**Description of the task:** Starting at the line with "suit as a single point per instance." and stopping at the final line, retype the data below exactly; do not carry over any pictures.

**Data section:**
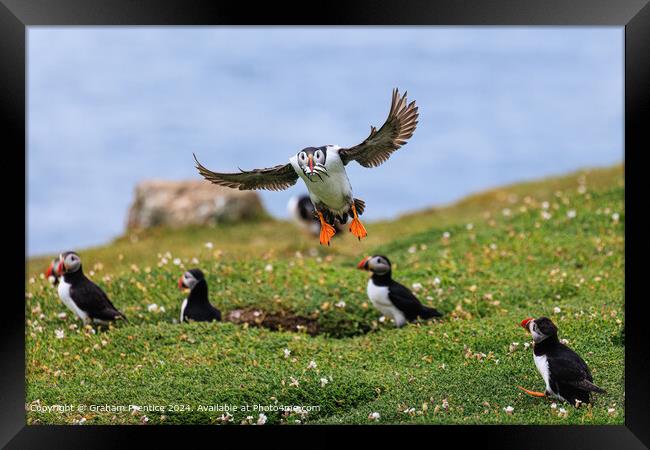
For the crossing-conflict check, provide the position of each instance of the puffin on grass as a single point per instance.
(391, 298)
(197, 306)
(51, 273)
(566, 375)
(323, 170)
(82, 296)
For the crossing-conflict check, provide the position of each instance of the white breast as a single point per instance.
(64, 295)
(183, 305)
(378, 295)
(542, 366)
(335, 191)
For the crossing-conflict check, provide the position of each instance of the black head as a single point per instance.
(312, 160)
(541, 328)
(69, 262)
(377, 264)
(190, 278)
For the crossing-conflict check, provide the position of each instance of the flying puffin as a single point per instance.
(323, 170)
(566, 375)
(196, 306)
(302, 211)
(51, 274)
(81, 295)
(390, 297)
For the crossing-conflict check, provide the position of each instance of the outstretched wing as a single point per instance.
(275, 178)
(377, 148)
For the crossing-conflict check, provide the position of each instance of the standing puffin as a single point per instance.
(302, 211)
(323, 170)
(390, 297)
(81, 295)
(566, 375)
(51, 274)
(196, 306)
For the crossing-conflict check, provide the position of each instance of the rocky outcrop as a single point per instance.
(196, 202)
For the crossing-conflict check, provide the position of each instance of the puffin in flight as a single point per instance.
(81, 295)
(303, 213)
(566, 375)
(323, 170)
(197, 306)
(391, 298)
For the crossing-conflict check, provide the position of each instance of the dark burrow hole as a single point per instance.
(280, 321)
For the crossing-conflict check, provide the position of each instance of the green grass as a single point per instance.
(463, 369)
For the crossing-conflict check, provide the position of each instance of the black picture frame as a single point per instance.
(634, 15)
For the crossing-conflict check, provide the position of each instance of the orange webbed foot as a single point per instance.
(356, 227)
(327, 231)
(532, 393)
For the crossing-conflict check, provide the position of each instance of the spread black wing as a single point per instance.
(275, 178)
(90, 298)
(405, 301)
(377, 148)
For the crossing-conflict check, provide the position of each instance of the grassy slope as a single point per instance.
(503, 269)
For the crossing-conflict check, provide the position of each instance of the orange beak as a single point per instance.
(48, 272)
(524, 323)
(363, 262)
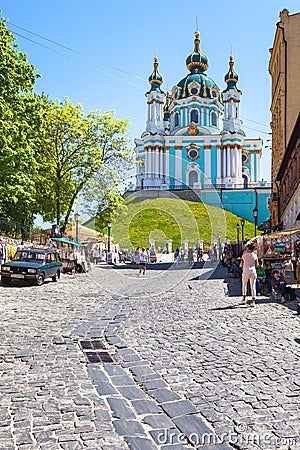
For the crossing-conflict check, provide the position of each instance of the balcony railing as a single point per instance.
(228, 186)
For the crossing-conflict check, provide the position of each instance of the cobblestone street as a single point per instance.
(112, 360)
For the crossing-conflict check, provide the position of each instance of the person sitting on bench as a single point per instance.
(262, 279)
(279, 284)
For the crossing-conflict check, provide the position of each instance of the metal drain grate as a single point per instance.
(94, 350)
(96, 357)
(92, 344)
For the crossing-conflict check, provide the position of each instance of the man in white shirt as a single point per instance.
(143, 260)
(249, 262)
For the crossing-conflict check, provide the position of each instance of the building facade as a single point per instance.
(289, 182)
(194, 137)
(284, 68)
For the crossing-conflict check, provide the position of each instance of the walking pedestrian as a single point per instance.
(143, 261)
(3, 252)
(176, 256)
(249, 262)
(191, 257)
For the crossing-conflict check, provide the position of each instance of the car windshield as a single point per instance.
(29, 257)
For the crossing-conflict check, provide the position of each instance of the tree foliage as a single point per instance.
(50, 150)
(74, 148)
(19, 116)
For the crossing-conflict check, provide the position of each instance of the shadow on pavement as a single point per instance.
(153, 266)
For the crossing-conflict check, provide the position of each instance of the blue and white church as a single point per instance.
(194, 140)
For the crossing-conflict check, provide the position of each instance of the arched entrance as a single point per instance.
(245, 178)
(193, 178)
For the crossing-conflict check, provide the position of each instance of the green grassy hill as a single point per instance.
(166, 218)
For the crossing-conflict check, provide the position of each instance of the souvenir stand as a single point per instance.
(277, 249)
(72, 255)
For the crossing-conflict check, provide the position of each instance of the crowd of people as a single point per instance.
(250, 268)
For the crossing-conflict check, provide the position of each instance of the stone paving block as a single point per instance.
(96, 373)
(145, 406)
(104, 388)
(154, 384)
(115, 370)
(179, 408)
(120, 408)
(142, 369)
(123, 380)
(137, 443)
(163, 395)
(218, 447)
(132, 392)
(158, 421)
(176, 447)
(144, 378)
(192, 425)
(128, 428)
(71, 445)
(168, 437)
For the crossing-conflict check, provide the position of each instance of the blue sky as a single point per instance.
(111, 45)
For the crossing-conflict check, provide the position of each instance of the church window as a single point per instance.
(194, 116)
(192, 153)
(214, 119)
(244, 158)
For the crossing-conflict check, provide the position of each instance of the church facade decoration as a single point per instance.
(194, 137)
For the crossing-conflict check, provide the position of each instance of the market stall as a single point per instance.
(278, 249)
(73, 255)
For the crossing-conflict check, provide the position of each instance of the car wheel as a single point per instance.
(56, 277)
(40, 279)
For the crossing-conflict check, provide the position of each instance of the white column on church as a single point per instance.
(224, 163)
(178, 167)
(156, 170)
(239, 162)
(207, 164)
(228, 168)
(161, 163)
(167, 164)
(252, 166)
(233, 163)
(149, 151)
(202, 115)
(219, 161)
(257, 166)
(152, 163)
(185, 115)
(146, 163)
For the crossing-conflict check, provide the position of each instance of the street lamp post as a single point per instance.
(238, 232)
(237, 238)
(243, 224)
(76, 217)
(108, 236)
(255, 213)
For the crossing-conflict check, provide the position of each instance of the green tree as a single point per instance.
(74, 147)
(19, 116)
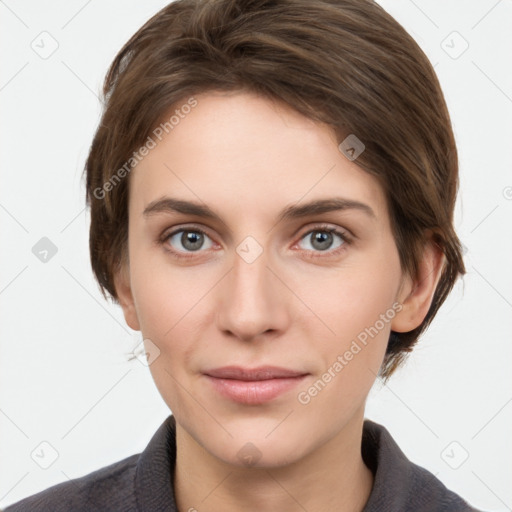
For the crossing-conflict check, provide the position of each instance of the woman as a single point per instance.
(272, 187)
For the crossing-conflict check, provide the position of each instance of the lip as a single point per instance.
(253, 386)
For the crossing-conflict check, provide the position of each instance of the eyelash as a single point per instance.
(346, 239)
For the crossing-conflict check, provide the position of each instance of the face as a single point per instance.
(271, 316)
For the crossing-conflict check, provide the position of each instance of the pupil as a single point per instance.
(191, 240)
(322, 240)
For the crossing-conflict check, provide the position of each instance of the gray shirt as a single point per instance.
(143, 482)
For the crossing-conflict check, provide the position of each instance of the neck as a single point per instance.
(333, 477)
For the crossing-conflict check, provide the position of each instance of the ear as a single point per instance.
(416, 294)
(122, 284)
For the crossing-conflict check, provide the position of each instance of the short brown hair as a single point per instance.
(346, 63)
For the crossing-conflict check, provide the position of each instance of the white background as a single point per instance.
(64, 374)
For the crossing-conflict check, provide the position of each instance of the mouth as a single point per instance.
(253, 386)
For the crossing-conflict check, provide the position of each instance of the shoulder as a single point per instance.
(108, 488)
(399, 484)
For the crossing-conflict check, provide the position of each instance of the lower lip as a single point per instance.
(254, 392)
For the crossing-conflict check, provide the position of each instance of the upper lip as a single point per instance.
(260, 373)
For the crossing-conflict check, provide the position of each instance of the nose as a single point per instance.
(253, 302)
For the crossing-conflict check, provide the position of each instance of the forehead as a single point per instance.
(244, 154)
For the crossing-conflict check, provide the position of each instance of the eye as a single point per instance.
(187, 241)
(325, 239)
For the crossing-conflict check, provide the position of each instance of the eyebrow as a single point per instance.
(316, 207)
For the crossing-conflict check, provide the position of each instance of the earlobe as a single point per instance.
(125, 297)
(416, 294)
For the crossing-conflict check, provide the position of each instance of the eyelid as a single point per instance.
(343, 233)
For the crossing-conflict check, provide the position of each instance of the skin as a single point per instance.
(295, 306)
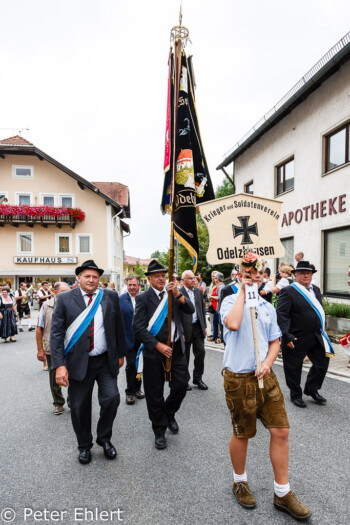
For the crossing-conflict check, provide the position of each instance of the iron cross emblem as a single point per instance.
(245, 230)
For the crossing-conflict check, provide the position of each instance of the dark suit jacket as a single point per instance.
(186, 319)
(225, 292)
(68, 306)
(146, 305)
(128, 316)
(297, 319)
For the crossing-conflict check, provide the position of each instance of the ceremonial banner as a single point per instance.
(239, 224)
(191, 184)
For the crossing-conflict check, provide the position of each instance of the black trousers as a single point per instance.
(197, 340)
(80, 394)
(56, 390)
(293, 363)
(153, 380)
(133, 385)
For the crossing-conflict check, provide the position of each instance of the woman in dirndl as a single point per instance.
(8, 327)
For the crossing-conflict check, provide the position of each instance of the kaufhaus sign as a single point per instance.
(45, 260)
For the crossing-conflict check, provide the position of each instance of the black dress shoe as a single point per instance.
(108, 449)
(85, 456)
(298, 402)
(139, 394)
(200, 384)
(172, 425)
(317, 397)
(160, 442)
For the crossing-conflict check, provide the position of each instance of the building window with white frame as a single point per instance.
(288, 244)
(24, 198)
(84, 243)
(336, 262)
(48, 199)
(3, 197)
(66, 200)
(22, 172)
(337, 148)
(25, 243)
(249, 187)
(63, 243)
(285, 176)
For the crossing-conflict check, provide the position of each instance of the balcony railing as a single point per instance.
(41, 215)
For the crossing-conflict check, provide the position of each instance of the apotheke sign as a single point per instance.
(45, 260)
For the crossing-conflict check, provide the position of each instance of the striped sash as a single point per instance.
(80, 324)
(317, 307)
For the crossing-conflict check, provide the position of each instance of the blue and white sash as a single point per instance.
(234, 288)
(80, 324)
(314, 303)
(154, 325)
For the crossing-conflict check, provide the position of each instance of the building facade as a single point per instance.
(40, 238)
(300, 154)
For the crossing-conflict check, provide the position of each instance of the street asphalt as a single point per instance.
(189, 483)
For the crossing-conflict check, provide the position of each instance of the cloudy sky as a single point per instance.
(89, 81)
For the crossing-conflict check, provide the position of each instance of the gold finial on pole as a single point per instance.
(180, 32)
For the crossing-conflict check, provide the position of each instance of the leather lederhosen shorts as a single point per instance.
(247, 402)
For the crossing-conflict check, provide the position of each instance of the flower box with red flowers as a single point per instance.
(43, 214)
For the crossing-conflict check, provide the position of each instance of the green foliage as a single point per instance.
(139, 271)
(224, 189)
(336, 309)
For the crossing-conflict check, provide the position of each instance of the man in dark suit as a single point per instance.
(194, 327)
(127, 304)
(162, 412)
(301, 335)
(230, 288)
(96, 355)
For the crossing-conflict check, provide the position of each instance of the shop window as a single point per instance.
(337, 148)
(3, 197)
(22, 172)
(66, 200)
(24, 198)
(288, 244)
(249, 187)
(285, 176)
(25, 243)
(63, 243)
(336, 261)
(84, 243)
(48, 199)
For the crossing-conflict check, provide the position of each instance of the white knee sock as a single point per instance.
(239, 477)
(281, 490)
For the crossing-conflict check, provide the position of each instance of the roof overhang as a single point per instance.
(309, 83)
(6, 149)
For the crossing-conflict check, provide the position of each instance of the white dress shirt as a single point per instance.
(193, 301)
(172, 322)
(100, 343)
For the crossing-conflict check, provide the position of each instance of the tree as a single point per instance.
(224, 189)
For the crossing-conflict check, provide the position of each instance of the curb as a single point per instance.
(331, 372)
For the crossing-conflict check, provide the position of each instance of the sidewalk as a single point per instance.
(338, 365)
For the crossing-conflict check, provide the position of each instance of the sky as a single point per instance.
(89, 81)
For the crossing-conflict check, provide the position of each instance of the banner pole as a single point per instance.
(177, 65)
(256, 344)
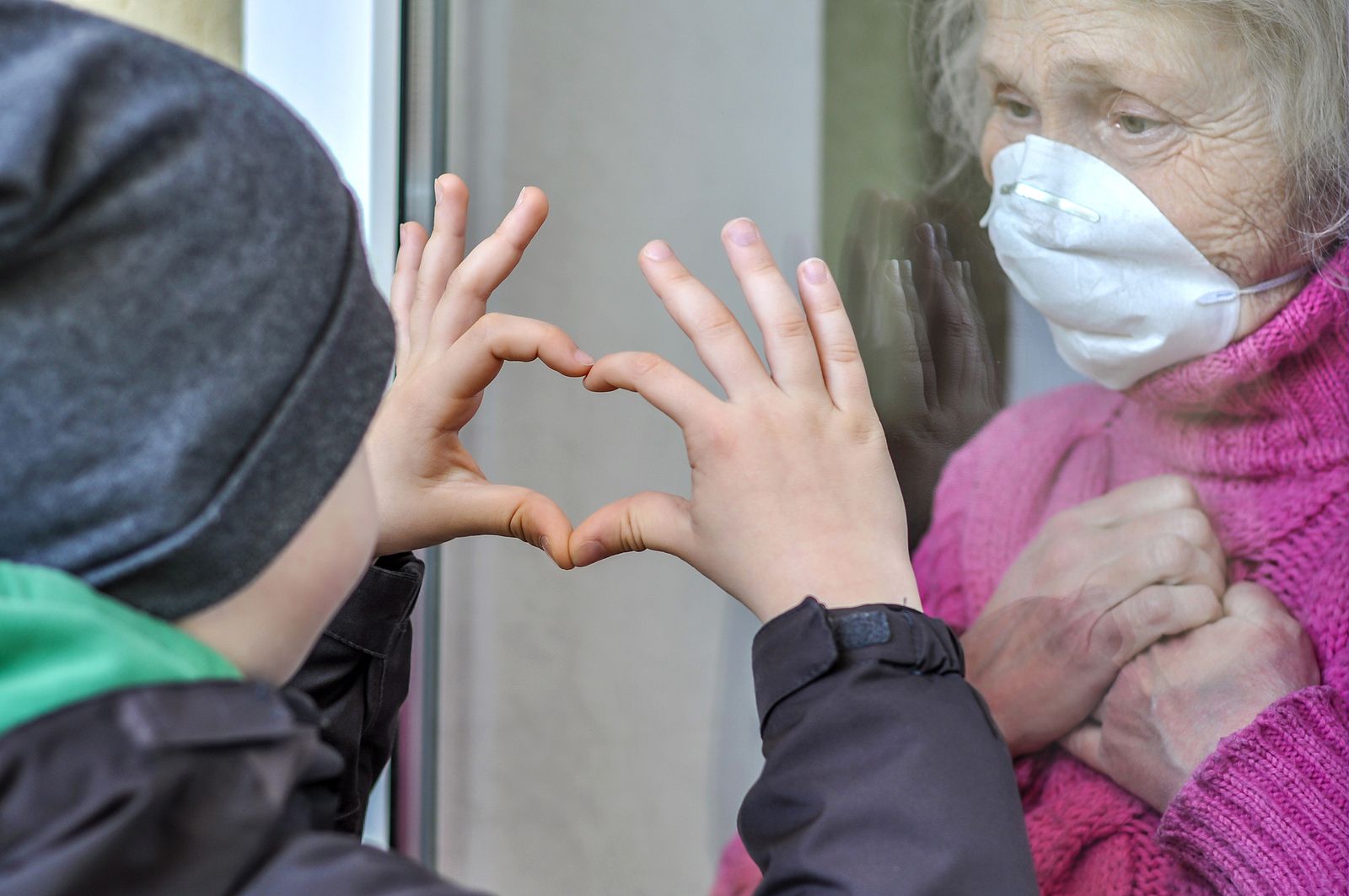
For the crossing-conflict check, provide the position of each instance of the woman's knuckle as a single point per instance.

**Written answer:**
For the crossing-conflict check, provide the position of each instance of the man in dark suit as a single point per instance.
(194, 327)
(127, 304)
(162, 412)
(301, 335)
(230, 288)
(96, 355)
For the crossing-conflict check, provide the position of each instance of the shop window as a single point per instance.
(337, 148)
(3, 197)
(22, 172)
(66, 200)
(24, 198)
(288, 244)
(249, 187)
(285, 176)
(25, 243)
(63, 243)
(336, 261)
(84, 243)
(48, 199)
For the crossing-conflict check, provide the position of each instance of the white knee sock as a single point per instance.
(239, 477)
(281, 490)
For the crossing-conflict check, provide the position of each instance of the roof overhang as a single point per instance.
(309, 83)
(6, 149)
For the crossing-conflict check, provide the position of each instance of the white dress shirt as a single point per instance.
(193, 301)
(172, 322)
(100, 343)
For the crossing-conflict check, provide the position of each instance of the tree as a single point per instance.
(224, 189)
For the crossing-conflict check, provide the position of each instance of the curb as a single point per instance.
(331, 372)
For the crossing-conflict check, provide the position of each instance of the sidewalk as a single point per instance.
(338, 365)
For the crossing-conflict check, provide the position of each instance of the sky as a single point per instance.
(89, 81)
For the crossing-conflict check, provide the position of each instance of the banner pole as a single point per instance.
(177, 65)
(256, 344)
For the crossing-conflict check, provide the position of each instance of the woman's knuckle as a single point per instance.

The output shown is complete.